▶ THE PROBLEM: This exercise calls for every record to be set down exactly.

▬▬▬

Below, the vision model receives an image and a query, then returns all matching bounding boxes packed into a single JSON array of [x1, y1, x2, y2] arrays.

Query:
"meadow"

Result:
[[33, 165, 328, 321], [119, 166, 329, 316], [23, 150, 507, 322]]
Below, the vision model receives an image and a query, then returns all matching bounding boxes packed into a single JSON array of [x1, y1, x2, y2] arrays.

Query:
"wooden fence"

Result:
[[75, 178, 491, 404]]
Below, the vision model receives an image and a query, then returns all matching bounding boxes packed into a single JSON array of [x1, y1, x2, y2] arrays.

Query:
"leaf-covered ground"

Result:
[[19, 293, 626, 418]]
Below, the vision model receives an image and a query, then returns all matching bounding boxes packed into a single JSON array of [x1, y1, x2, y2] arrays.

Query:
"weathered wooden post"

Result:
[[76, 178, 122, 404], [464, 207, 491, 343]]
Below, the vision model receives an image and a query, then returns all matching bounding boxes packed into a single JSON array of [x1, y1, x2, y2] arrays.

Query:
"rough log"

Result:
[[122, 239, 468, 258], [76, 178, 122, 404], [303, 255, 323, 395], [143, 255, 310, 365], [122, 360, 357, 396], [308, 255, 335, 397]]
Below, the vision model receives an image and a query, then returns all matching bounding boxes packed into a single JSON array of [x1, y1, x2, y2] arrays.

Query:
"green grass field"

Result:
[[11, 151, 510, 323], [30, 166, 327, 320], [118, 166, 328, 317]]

▬▬▬

▶ SOLUTION TO THE EXERCISE:
Below, the vision model receives an image and a query, then returns all matching bounding boxes packed into a single JSON array of [x1, y1, x2, y2] arrays.

Query:
"meadow"

Result:
[[33, 165, 328, 321], [119, 166, 329, 316], [23, 150, 507, 322]]
Below, the vision model receives an image and a query, then returns all matching bounding boxes packed into a single JSON array of [x1, y1, x2, y2] arrays.

Query:
"wooden fence"

Result:
[[75, 178, 491, 404]]
Below, the vision model receives an image and a query, then returns all matching bounding boxes packed into a single JSON array of [x1, y1, x2, y2] arrays.

Query:
"leaf-covered ground"

Result:
[[19, 293, 626, 418]]
Below, the vision model receives an image and a query, then returns all matching bounding boxes packed into a single JSON array of [x1, y1, x2, y2] arrays.

Query:
"weathered wooden post"

Result:
[[76, 178, 122, 404], [464, 207, 491, 343]]
Below, the vision model receives an image and a query, then returns all matching bounding boxes packed into a single JSON array of [x1, y1, x2, y2] arrays.

Query:
"rough log"

Result:
[[122, 239, 468, 258], [76, 178, 122, 404], [303, 255, 323, 395], [143, 255, 310, 365], [122, 360, 357, 396], [308, 255, 335, 397]]
Below, the vision model receives an image and a query, then returns all matching bounding boxes packed into a single JSON array of [x1, y1, x2, y2] arrays.

Query:
"green grass field"

Result:
[[11, 151, 510, 323], [30, 166, 327, 320], [118, 166, 328, 317]]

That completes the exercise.